>> START
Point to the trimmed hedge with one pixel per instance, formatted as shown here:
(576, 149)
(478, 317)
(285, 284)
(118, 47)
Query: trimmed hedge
>> END
WHAT NEEDS TO BE DONE: Pull out every line of the records above and repeat each one unchanged, in the same order.

SOLVED EXERCISE:
Point to the trimmed hedge with one pixel per instance, formatted as shown here:
(576, 149)
(478, 317)
(285, 284)
(118, 47)
Query: trimmed hedge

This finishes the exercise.